--- Short problem ---
Can you output the records below exactly as they are written?
— Begin Stored rows —
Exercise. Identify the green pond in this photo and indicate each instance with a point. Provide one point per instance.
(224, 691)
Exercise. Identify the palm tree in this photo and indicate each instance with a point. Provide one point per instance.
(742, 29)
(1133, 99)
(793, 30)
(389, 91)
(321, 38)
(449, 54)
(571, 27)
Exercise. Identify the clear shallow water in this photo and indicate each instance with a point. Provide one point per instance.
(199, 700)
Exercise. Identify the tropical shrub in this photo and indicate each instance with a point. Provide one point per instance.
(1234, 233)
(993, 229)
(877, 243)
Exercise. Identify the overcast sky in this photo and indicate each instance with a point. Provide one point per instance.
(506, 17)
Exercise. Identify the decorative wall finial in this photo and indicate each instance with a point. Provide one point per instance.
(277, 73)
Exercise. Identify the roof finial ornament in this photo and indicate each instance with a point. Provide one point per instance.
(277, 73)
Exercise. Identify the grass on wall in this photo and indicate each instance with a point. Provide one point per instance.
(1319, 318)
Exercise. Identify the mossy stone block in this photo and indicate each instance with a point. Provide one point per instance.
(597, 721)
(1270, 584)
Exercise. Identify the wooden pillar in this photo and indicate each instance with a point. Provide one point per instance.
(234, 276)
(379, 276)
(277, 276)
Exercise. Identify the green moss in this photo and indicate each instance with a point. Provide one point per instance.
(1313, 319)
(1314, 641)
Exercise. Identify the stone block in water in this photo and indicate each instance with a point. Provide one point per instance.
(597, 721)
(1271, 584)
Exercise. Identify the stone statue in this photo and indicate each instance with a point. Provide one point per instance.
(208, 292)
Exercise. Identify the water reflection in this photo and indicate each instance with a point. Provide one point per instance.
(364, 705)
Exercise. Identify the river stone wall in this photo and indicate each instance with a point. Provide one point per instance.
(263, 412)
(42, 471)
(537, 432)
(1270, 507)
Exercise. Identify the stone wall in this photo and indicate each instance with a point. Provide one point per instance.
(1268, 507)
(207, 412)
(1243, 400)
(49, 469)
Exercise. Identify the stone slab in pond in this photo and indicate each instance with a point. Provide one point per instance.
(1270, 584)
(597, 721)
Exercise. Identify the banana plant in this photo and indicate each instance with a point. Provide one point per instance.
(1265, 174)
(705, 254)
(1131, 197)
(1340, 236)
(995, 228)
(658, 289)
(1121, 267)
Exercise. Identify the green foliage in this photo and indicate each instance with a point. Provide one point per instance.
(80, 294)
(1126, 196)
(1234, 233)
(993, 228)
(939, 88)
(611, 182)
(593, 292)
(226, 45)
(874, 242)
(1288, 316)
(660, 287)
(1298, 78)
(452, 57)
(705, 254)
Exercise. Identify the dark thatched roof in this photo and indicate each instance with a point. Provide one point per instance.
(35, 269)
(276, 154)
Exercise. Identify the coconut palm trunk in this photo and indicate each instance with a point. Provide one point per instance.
— End Stored rows —
--- Exercise solution ---
Exercise. Identify the green pond in this photo and indicate each instance with a point. Provide one point per instance.
(224, 691)
Exercise. Identify the palm tree in this photo and indicate each instance with a point. Provide one point per instance.
(742, 29)
(1133, 99)
(793, 30)
(389, 91)
(321, 38)
(449, 54)
(571, 27)
Exercise. Identify the clear shallow water in this photo and indicate each instance with a point. Provide one point per instance.
(199, 700)
Exercise. Identify the tropical shrub in this photo and indicate each instance with a point. Provide one point per instance.
(1234, 233)
(993, 229)
(877, 243)
Exercise. Identify the overcast sky in this photo and indicate each instance with a point. Provide one point per instance.
(506, 17)
Exercise. Identify the decorative wall finial in this photo and indicate each instance with a point. Provide one point per instance.
(277, 73)
Exercise. Identify the roof finial ornament in this photo and indicate each instance with a point. Provide one point per instance.
(277, 73)
Exercise. Identify the grass on wall in this photo and indicate each instance with a point. Provide one point per instance.
(1319, 318)
Exercise. Identify the mossy stone block in this photo and indicate each instance with a point. Provide one point per instance.
(597, 721)
(1270, 584)
Exercise. Identify the wooden pillar in this photo and indicate each instance with a point. Provide one point per instance.
(234, 276)
(379, 276)
(277, 276)
Exercise. Identify the green moss in this photo and indicate each instance with a point. Provide one point per instance.
(1313, 319)
(1314, 641)
Exercise. Identify the stone block in water in this photo and indicate each instance with a point. Provide one point per instance.
(597, 721)
(1271, 584)
Exercise. Identify the stone statue in this photo and indicate each instance with a point. Provide one point per instance.
(208, 292)
Exercise. Identify the water reflection in this photo and indicate each instance with a point. Provide one point per instance.
(364, 705)
Exercise. Identify the river stone wall in this photo and indicate each instance with a point. Provide one point per instance.
(263, 412)
(42, 471)
(537, 432)
(1270, 507)
Exercise. Identify the stone wall in this photo and indicate each instance with a point. Provide one point per instance.
(1268, 507)
(207, 412)
(1243, 400)
(49, 469)
Exercise. Identify the stone slab in pond in this photo and indicate each instance with a point. Provide one point per instance.
(1270, 584)
(597, 721)
Exercise. Identify the banana plant in this photo and indicate each instance with a point. Provide one point per instance.
(1265, 174)
(705, 254)
(1131, 197)
(1340, 236)
(995, 228)
(658, 289)
(1121, 267)
Exercise. Identify the green foliage in this photo and indicate each instance with a point. Provide one point per instance.
(80, 294)
(1126, 196)
(1234, 233)
(993, 228)
(939, 88)
(611, 182)
(593, 292)
(226, 45)
(874, 242)
(1288, 316)
(660, 287)
(1298, 78)
(452, 57)
(705, 254)
Exercise. Identify the dark thatched roof in this photo and indicate each instance with a point. Provide one point per instance.
(35, 269)
(276, 154)
Exercise. Identify the coconut palm trunk in this photo and indicate each instance with a point. Provide one point per instance.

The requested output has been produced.